Énoncé A
Transcrivez sans rien changer le passage de l'autobiographie du pasteur Kanamori qui va de « AUTOBIOGRAPHIE D' UN » jusqu'à « et Jésus-Christ crucifié. ».
Énoncé B
Prolongez le récit autobiographique du pasteur Kanamori en reprenant juste après sa dernière phrase.

Extrait du document
*****
AUTOBIOGRAPHIE D' UN JAPONAIS
LE PASTEUR PAUL KANAMORI



Allocution prononcée à Westminster (Londres) le 12 juin 1925.

J'ai à vous raconter l'histoire d'un enfant prodigue ; non pas celui de la parabole, mais l'histoire de ma propre vie de fils prodigue. Je l'ai été dans un sens tout spécial, et pendant bien des années, l'enfant prodigue de mon Père céleste ; et je voudrais vous raconter, premièrement comment j'ai été tiré des ténèbres du paganisme japonais et amené à Christ ; puis comment j'ai été entraîné loin de Lui de façon à devenir un fils prodigue et un rétrograde ; et enfin comment j'ai été ramené à Christ et comment je suis devenu un prédicateur de l'Évangile. Car maintenant je suis bien décidé à ne plus savoir autre chose que Jésus-Christ et Jésus-Christ crucifié.



CHAPITRE PREMIER

Ces trois périodes de ma vie recouvrent, de fait, toute l'histoire des missions évangéliques au Japon. Je suis un des plus vieux chrétiens japonais. J'ai été converti il y a plus de cinquante ans, non par un missionnaire, mais par un soldat, un officier américain, le capitaine E. Janes, venu au Japon en 1870. Il devint professeur dans l'école publique où je faisais mes études. C'était un chrétien vivant, et sa femme une femme de prière, fille d'un missionnaire aux Indes. Au commencement, ce capitaine Janes, ne sachant pas le japonais, ne pouvait guère évangéliser les écoliers. C'est que le japonais est une langue fort difficile pour les Anglais, tout comme l'anglais pour les Japonais. Mais dès que les élèves se furent assez familiarisés avec l'anglais pour pouvoir soutenir une conversation avec lui, il se mit à nous parler de Christ. Tous les samedis soir nous allions chez lui pour lire la Bible avec lui. C'était d'abord par simple curiosité. Il avait une façon à lui d'enseigner la Bible. Il ne donnait pas d'explications ; il ne discutait guère ; mais. d'emblée il nous demanda d'apprendre par coeur certains passages, tels que Jn 4 : 1-18, et 3 : 1-21 ; et nous les apprîmes, mais sans en comprendre le sens. Toutefois, lorsque nous en vînmes à croire en Jésus, ce fut Lui qui nous ouvrit les yeux et nous fit comprendre la Parole de Dieu.
*****
Extrait des données

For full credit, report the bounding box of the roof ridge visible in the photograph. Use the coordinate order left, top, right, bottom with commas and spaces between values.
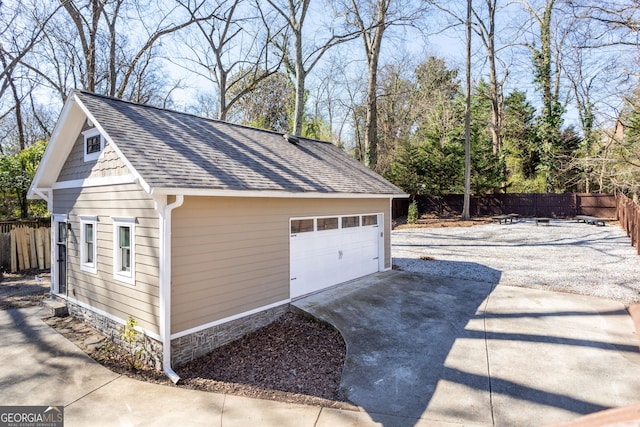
73, 89, 335, 145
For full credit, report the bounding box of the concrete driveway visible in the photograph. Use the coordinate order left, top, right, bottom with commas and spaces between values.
294, 272, 640, 426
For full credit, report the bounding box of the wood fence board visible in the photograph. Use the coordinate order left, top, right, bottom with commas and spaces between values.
9, 229, 18, 273
27, 227, 38, 267
35, 227, 45, 270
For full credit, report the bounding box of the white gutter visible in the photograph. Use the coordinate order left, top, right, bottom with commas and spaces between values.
158, 195, 184, 384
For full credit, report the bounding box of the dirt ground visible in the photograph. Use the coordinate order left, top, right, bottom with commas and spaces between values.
0, 215, 500, 408
0, 271, 49, 310
393, 214, 491, 230
0, 271, 350, 408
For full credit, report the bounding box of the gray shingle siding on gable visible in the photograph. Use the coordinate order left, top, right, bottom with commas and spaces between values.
76, 92, 403, 196
57, 120, 130, 182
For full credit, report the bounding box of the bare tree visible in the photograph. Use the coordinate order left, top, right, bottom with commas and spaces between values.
433, 0, 513, 154
462, 0, 473, 221
178, 0, 281, 120
267, 0, 358, 135
343, 0, 425, 170
20, 0, 218, 102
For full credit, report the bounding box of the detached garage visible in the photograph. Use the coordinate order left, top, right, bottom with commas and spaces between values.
29, 91, 406, 380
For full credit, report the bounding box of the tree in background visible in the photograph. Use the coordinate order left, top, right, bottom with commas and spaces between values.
229, 72, 294, 132
0, 141, 47, 218
520, 0, 565, 192
386, 57, 506, 195
503, 90, 546, 193
176, 0, 282, 120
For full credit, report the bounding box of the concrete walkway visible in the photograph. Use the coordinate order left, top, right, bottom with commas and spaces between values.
0, 272, 640, 427
295, 272, 640, 426
0, 307, 375, 427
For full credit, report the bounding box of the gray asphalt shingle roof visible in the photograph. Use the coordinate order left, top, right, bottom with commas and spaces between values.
75, 91, 403, 195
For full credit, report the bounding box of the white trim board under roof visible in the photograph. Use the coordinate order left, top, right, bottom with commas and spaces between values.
30, 91, 406, 198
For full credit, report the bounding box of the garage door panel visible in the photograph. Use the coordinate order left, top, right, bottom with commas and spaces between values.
290, 213, 380, 298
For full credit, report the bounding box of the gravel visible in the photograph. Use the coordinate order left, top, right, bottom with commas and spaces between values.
391, 219, 640, 304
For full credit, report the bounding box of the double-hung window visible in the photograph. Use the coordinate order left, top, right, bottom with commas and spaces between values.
80, 216, 98, 274
82, 128, 104, 162
113, 218, 135, 285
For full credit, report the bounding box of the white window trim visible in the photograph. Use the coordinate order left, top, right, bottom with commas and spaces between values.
113, 218, 136, 285
82, 128, 104, 162
80, 216, 98, 274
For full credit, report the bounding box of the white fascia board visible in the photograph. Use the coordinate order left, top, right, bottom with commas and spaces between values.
152, 188, 409, 199
27, 96, 84, 199
74, 95, 152, 194
51, 174, 138, 190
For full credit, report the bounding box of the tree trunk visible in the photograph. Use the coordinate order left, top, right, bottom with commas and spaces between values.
486, 0, 502, 154
363, 6, 386, 170
462, 0, 472, 221
293, 20, 307, 136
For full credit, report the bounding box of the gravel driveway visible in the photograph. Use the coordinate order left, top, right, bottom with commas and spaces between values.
391, 219, 640, 304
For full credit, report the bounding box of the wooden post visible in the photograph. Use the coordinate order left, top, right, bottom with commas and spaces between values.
27, 227, 38, 268
636, 211, 640, 255
35, 227, 44, 270
9, 228, 18, 273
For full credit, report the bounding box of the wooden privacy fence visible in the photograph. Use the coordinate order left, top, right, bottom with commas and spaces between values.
616, 194, 640, 255
393, 193, 616, 218
0, 220, 51, 273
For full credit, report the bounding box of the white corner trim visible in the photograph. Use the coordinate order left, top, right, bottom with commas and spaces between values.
65, 295, 160, 341
171, 299, 291, 340
51, 174, 138, 190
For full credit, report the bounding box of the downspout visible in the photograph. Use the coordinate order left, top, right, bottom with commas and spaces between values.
160, 195, 184, 384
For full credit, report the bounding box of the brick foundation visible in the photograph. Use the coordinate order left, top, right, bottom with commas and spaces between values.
56, 298, 289, 371
171, 304, 289, 367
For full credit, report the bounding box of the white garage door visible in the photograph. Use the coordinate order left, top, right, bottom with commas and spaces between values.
289, 214, 382, 298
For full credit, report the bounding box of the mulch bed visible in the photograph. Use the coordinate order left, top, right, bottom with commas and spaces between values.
176, 312, 345, 407
0, 272, 353, 409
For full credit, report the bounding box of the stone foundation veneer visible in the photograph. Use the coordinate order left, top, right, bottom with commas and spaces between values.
59, 299, 162, 371
171, 304, 289, 368
56, 298, 289, 371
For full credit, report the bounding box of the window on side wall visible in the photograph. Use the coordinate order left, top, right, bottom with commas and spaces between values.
113, 218, 135, 285
80, 216, 98, 274
82, 128, 104, 162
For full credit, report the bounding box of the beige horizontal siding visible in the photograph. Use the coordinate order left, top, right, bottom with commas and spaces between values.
*****
Réponse A
AUTOBIOGRAPHIE D' UN JAPONAIS
LE PASTEUR PAUL KANAMORI



Allocution prononcée à Westminster (Londres) le 12 juin 1925.

J'ai à vous raconter l'histoire d'un enfant prodigue ; non pas celui de la parabole, mais l'histoire de ma propre vie de fils prodigue. Je l'ai été dans un sens tout spécial, et pendant bien des années, l'enfant prodigue de mon Père céleste ; et je voudrais vous raconter, premièrement comment j'ai été tiré des ténèbres du paganisme japonais et amené à Christ ; puis comment j'ai été entraîné loin de Lui de façon à devenir un fils prodigue et un rétrograde ; et enfin comment j'ai été ramené à Christ et comment je suis devenu un prédicateur de l'Évangile. Car maintenant je suis bien décidé à ne plus savoir autre chose que Jésus-Christ et Jésus-Christ crucifié.

Réponse B
La Bible devint pour nous un livre extrêmement intéressant, et nous aurions voulu en lire davantage ; mais il était impossible d'en trouver le temps pendant les mois scolaires. Aussi quelques élèves se décidèrent-ils à rester à l'école avec le capitaine Janes pendant les vacances d'hiver, au lieu de s'en aller en jouir chez eux. C'était uniquement pour lire la Bible. Laissant donc de côté tous les autres livres, nous ne lûmes que la Bible. Nous n'avions ni commentaire, ni dictionnaire biblique, pas même une version japonaise de la Bible, uniquement une simple version anglaise comme celle-ci. Mais nous la lisions du matin au soir, et nous priions ensemble. Nous la dévorions, exactement comme certains jeunes gens de nos jours dévorent les romans les plus sensationnels. Et Dieu bénit merveilleusement cette lecture. Il s'en servit pour préparer un magnifique réveil, qui ne tarda pas à éclater dans l'école. Ce fut le premier réveil du Japon moderne ; mais nous ne savions pas que c'était un réveil, parce que nous ignorions qu'il y eût dans la religion chrétienne quelque chose de ce genre... Il n'y avait encore eu aucun missionnaire dans cette région, entièrement dépourvue de toute influence missionnaire. C'était l'oeuvre d'un laïque, d'un soldat, indépendant de toute société missionnaire. Ainsi vous voyez ce que peut faire un laïque dans un pays aussi enténébré que ma patrie, pourvu qu'il soit zélé et fidèle.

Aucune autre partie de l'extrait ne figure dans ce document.